Work item » How many lines in the records below contain the string "positive"? Reply with the number alone.

BEGIN

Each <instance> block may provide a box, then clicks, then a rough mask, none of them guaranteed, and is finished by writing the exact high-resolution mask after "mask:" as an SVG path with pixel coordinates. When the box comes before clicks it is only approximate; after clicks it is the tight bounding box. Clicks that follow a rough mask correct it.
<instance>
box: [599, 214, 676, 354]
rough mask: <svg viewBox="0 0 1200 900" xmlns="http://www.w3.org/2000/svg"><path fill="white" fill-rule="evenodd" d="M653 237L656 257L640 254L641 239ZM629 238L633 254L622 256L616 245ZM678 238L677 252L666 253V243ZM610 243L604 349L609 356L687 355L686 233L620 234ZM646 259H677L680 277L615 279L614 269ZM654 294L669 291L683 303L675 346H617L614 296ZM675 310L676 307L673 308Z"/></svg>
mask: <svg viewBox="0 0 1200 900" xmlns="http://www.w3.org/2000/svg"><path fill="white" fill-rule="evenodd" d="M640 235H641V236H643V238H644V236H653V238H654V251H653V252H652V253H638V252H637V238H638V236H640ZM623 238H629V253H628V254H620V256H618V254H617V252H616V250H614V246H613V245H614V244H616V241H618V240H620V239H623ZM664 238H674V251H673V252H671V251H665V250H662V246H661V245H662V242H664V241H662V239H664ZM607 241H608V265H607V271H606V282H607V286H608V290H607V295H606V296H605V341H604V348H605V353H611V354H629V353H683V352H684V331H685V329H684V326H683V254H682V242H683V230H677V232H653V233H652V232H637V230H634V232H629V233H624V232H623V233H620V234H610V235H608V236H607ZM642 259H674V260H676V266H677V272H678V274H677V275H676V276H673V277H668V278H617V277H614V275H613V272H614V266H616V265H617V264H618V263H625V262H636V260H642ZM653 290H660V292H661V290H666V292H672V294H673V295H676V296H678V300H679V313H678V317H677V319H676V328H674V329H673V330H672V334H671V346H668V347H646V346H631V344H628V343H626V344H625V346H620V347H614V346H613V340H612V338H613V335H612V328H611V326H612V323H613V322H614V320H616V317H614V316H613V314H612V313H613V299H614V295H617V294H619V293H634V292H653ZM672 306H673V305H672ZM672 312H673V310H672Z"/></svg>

END
BEGIN

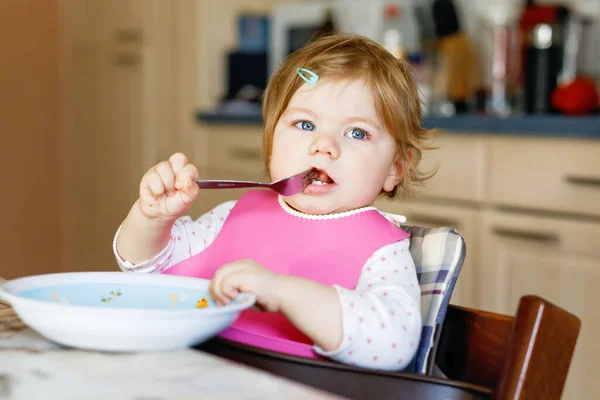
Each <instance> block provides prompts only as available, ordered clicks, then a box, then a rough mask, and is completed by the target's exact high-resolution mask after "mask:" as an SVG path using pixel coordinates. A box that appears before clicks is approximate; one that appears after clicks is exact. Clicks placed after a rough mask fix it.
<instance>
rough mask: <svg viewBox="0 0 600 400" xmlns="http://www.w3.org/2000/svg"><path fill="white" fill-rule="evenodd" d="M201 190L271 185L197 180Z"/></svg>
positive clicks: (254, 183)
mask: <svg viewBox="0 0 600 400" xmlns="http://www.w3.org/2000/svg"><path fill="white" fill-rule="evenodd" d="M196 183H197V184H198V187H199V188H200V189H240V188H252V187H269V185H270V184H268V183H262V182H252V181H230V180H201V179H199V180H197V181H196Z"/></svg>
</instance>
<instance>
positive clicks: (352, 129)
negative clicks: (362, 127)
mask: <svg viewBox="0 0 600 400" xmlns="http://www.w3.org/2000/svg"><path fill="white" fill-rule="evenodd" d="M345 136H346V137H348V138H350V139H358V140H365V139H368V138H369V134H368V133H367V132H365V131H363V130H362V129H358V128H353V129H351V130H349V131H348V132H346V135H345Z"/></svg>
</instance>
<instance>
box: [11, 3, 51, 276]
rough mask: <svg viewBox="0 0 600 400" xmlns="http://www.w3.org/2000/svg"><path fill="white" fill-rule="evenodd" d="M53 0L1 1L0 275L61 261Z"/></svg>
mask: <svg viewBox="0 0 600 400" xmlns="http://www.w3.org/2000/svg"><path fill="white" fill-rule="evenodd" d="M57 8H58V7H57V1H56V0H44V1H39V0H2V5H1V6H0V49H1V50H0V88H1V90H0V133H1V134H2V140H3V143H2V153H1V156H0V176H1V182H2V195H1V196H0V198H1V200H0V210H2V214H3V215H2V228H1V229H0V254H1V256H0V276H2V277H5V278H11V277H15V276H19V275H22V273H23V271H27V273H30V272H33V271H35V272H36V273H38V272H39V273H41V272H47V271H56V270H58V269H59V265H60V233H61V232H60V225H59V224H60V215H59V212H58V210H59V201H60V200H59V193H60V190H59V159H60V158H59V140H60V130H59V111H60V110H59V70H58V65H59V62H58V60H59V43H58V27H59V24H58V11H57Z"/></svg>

END
BEGIN

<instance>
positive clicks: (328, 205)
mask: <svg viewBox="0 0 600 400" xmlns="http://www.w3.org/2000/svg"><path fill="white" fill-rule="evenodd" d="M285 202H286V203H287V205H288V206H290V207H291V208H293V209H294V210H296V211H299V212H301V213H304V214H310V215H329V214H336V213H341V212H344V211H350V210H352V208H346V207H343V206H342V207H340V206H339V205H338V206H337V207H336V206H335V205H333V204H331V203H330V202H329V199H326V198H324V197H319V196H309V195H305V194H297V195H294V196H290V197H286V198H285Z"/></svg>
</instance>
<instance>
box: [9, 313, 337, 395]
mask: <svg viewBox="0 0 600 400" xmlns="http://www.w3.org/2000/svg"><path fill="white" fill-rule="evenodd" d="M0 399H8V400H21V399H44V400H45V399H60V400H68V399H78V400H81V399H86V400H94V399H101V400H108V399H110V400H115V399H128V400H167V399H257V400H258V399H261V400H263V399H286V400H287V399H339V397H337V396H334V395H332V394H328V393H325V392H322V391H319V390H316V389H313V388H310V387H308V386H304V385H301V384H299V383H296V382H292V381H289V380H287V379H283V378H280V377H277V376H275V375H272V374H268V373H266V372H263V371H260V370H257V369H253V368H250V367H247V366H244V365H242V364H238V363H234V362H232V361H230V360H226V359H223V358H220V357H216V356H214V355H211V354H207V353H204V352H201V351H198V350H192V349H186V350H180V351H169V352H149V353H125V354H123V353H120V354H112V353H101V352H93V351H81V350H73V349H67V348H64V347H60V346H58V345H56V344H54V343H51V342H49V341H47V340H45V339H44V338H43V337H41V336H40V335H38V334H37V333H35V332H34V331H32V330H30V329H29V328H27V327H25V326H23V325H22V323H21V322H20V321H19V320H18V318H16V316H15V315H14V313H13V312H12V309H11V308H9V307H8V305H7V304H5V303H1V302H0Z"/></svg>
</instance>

END

Response to this exercise » 3